Content starts

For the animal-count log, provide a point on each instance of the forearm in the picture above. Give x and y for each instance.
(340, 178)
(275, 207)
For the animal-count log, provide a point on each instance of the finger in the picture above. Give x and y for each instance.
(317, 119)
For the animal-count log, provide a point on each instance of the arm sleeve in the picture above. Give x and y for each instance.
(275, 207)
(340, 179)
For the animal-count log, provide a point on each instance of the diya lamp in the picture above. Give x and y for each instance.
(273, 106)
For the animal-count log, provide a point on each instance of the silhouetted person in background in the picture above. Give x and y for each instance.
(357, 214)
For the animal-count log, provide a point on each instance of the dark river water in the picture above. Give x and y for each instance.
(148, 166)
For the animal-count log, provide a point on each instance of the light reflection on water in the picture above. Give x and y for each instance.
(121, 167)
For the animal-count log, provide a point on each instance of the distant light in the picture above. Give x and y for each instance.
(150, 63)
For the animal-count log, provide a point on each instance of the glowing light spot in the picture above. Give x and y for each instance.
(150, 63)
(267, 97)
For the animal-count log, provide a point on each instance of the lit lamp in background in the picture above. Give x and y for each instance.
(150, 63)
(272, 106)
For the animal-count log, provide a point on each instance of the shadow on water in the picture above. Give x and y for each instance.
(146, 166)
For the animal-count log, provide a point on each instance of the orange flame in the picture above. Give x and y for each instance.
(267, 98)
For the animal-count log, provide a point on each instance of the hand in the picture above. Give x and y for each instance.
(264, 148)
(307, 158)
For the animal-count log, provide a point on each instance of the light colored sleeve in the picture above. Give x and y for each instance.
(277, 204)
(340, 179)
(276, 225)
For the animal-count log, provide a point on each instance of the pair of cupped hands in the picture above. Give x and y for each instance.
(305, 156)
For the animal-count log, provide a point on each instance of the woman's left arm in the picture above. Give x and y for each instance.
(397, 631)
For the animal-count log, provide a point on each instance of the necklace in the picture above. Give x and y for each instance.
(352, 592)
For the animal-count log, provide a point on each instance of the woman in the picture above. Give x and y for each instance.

Content ends

Required action
What is needed is an exact copy of every record above.

Task answer
For the animal-count log, provide a point on each instance of the forearm in the picture above. Give x and y for each instance.
(340, 178)
(275, 207)
For the animal-count log, provide a point on each instance of the finger in the picture above. Give x and y for each instance.
(317, 119)
For the animal-count log, provide a point on each instance of the arm sleeve in the picture above. Give x and y for each instance.
(275, 207)
(340, 179)
For the animal-count log, provide a point on each instance of the diya lamp in the picture above. Give x and y for each instance.
(273, 106)
For the animal-count log, provide a point on each instance of the silhouetted person in background in the picture above. Give x and y for each instance.
(357, 214)
For the animal-count log, provide a point on each instance of the dark river water in the picture above. Give x and y for each instance.
(148, 166)
For the animal-count log, provide a point on each instance of the light reflection on water in the picture above. Give x and y for each instance.
(121, 167)
For the animal-count log, provide a point on each instance of the distant light in the picture above. Give x and y for each instance.
(150, 63)
For the animal-count log, provide a point on each instance of the glowing light spot in the picture above. Give x and y for each instance.
(150, 63)
(267, 97)
For the animal-count log, provide a point on each instance of the lit lamp in background in the picture above. Give x and y for each instance.
(150, 63)
(272, 106)
For the animal-count log, provide a point on each instance of the shadow on water in the picture above. Give x and y for each instance.
(146, 166)
For the animal-count log, provide a point on each instance of the orange flame in the picture above. Give x and y for each instance.
(267, 98)
For the animal-count log, provide a point on each instance of the hand in the picture above. Give x and y for each instance.
(264, 148)
(307, 158)
For the animal-count log, provide a point on each instance of the light colored sleeve in the picture above. Give x and y for each instance.
(277, 204)
(340, 179)
(276, 225)
For the animal-count log, provide a point on each instance of the pair of cupped hands in the picture above. Give x and y for each instance.
(305, 156)
For the animal-count log, provide a point on each instance of the woman's left arm in the picture above. Give x and y for each instance.
(397, 631)
For the animal-count log, provide a point on each instance of the necklace in the picture above. Give x and y for each instance.
(352, 592)
For the animal-count log, provide a point on each instance of the woman in the picture above. Give x and y for each instance.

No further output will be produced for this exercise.